▶ **TASK STATEMENT**: Copy out the lines of the records below, starting with the line that contains "In which part of this frame does the green tree" and going on through the line that contains "267,333 -> 312,419", both included. Leave the pictures out of your copy.

[Rows of box annotation data]
╔══
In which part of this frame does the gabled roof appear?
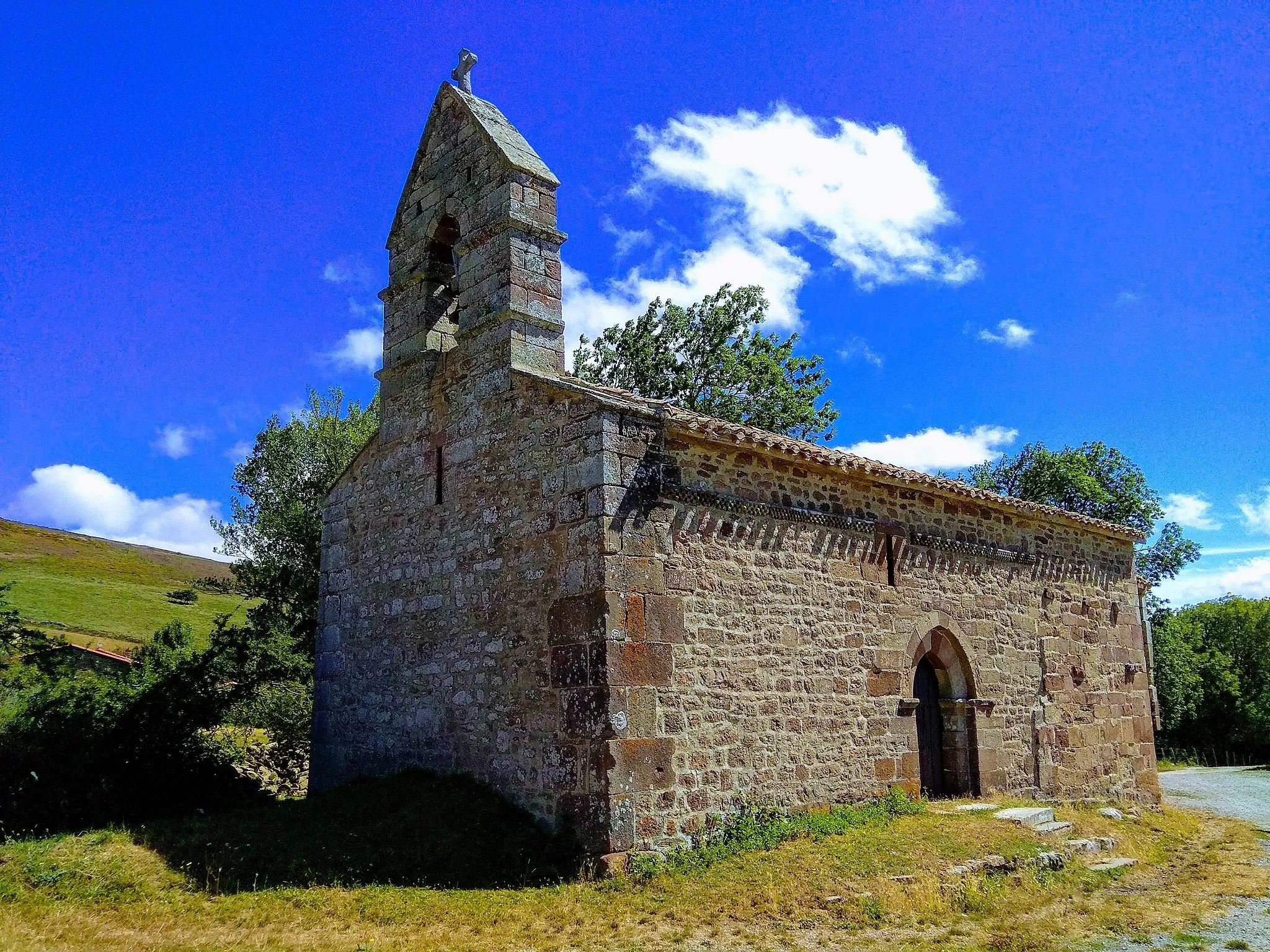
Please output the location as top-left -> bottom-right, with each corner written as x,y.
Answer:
389,82 -> 560,244
452,89 -> 560,185
517,368 -> 1144,540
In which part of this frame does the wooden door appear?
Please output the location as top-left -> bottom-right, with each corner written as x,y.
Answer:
913,658 -> 944,797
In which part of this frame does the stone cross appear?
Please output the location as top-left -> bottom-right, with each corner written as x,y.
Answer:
450,47 -> 476,93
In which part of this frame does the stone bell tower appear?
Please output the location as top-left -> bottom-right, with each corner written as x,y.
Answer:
377,50 -> 566,442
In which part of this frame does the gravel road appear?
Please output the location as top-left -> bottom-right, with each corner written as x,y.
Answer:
1101,767 -> 1270,952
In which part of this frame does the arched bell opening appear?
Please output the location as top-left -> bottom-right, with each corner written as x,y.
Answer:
420,214 -> 460,350
912,628 -> 979,797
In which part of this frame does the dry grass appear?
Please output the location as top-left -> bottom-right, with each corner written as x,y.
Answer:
0,810 -> 1270,952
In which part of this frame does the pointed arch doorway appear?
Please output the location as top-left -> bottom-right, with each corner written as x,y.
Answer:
913,658 -> 945,797
909,626 -> 980,797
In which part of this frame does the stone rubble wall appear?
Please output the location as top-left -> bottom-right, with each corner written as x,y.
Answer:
587,420 -> 1158,849
310,78 -> 1158,854
313,376 -> 619,826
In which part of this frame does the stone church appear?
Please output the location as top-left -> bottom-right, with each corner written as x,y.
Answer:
311,51 -> 1160,855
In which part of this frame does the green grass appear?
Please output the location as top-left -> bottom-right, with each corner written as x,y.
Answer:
0,787 -> 1270,952
0,519 -> 244,651
630,788 -> 926,878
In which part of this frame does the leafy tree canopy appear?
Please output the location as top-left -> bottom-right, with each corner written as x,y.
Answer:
0,581 -> 66,668
970,442 -> 1200,584
573,284 -> 838,439
216,387 -> 380,658
1150,596 -> 1270,751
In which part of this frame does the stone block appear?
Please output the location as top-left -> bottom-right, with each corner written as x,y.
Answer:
644,596 -> 683,643
866,671 -> 902,697
993,806 -> 1054,826
606,738 -> 674,795
606,641 -> 673,687
1090,855 -> 1138,872
560,687 -> 608,738
548,591 -> 608,645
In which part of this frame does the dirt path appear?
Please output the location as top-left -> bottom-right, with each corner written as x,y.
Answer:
1100,767 -> 1270,952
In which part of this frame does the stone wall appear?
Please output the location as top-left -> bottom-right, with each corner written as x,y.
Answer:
584,421 -> 1158,848
313,382 -> 617,822
311,76 -> 1158,854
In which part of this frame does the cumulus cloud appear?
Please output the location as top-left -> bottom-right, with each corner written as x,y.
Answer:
600,214 -> 653,258
325,327 -> 383,373
150,423 -> 212,459
1165,493 -> 1222,529
224,439 -> 254,464
635,105 -> 979,287
979,317 -> 1036,350
321,255 -> 375,284
564,105 -> 979,360
838,338 -> 882,371
1155,552 -> 1270,606
5,464 -> 223,560
1240,486 -> 1270,532
561,234 -> 812,350
841,426 -> 1018,472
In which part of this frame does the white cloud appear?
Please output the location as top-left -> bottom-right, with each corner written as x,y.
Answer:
635,105 -> 979,287
150,423 -> 212,459
561,234 -> 812,350
564,105 -> 979,350
5,464 -> 223,560
841,426 -> 1018,472
1240,486 -> 1270,532
838,338 -> 882,371
325,327 -> 383,373
348,297 -> 383,321
224,439 -> 254,464
1153,552 -> 1270,606
1165,493 -> 1222,529
979,317 -> 1036,350
600,214 -> 653,258
321,255 -> 375,284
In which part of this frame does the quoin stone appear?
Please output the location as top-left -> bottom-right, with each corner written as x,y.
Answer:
311,56 -> 1160,859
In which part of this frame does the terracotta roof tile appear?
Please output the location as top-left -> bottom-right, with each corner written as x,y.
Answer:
521,369 -> 1144,540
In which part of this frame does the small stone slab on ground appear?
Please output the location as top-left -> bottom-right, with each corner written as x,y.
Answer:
993,806 -> 1054,826
1090,855 -> 1138,872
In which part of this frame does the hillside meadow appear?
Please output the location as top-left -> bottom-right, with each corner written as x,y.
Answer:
0,773 -> 1270,952
0,519 -> 245,654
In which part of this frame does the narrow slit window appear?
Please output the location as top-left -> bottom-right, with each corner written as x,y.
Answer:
433,447 -> 443,505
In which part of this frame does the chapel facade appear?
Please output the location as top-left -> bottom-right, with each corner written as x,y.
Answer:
310,57 -> 1160,855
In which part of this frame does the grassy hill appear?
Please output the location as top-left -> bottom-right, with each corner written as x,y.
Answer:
0,519 -> 245,653
0,774 -> 1270,952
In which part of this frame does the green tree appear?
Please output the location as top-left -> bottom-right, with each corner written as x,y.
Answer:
573,284 -> 838,439
969,442 -> 1200,584
216,387 -> 380,659
0,581 -> 66,668
1152,596 -> 1270,751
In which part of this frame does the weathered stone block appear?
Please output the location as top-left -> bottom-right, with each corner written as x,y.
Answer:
607,738 -> 674,793
868,671 -> 903,697
606,641 -> 674,687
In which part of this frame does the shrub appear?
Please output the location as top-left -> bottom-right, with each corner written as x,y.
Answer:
0,622 -> 262,837
629,787 -> 926,878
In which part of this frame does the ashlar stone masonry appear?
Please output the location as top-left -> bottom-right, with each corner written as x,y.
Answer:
311,67 -> 1160,855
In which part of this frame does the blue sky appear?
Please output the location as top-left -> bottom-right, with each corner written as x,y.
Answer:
0,2 -> 1270,601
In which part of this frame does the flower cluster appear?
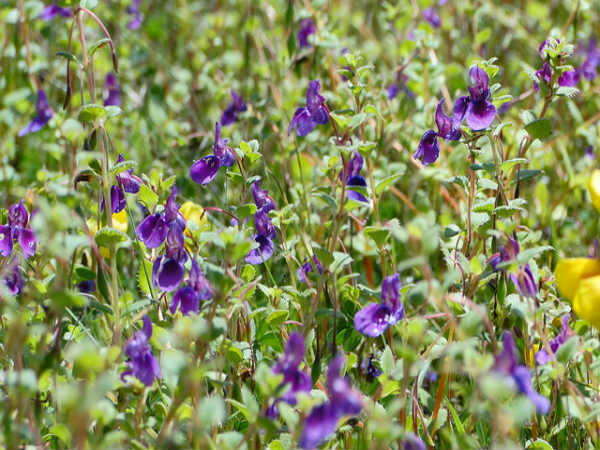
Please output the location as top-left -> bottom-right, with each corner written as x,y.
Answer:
288,80 -> 329,136
19,89 -> 54,137
493,331 -> 550,414
121,316 -> 160,386
300,356 -> 362,449
190,122 -> 235,185
246,181 -> 277,264
414,66 -> 496,165
354,273 -> 404,337
0,200 -> 37,258
221,89 -> 248,127
267,333 -> 312,419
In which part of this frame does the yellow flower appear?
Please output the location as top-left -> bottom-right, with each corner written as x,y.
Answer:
554,258 -> 600,328
588,170 -> 600,211
179,201 -> 207,236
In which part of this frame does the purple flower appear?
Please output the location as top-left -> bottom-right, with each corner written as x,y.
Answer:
104,72 -> 121,106
169,259 -> 213,316
296,255 -> 323,283
127,0 -> 144,30
423,8 -> 442,28
360,353 -> 383,381
462,66 -> 496,131
121,316 -> 160,386
300,356 -> 362,449
579,38 -> 600,81
298,19 -> 317,48
288,80 -> 329,136
267,332 -> 312,419
100,153 -> 142,214
413,97 -> 470,165
402,433 -> 427,450
354,273 -> 404,337
535,314 -> 574,366
510,264 -> 538,297
3,258 -> 25,295
339,151 -> 367,202
190,122 -> 235,185
19,89 -> 54,137
493,331 -> 550,414
0,200 -> 37,258
39,2 -> 72,22
221,89 -> 248,127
╚══
▶ **THE RESULT**:
In which part of this frame does the green tree appear?
Please output the location as top-left -> bottom-right, with each corner written as x,y.
Answer:
573,284 -> 838,439
969,442 -> 1200,584
216,387 -> 380,659
0,581 -> 66,668
1152,596 -> 1270,751
In which part of this frame does the weathered stone block appear?
Please output the location as top-left -> bottom-right, with each corner written as x,y.
Answer:
607,738 -> 674,793
868,671 -> 903,697
606,641 -> 674,687
In which part of this frame does the shrub appear?
Please output the location as top-left -> bottom-right, with each corner written as x,y.
Answer:
0,622 -> 262,837
629,787 -> 926,878
In which part of this frame does the ashlar stone masonry appear?
Please output the location as top-left -> bottom-right, with each corner written as x,y.
Answer:
311,67 -> 1160,855
In which part of this frame does the blue sky appear?
Please output the location as top-left -> bottom-right, with each corner written as x,y.
Answer:
0,2 -> 1270,601
In which part of this frame does the flower cluster appear?
Please output the location as top-left -> bottom-right, with each corner written as x,y.
Answer:
288,80 -> 329,136
19,89 -> 54,137
493,331 -> 550,414
121,316 -> 160,386
300,356 -> 362,449
190,122 -> 235,185
246,181 -> 277,264
414,66 -> 496,165
354,273 -> 404,337
0,200 -> 37,258
221,89 -> 248,127
267,333 -> 312,419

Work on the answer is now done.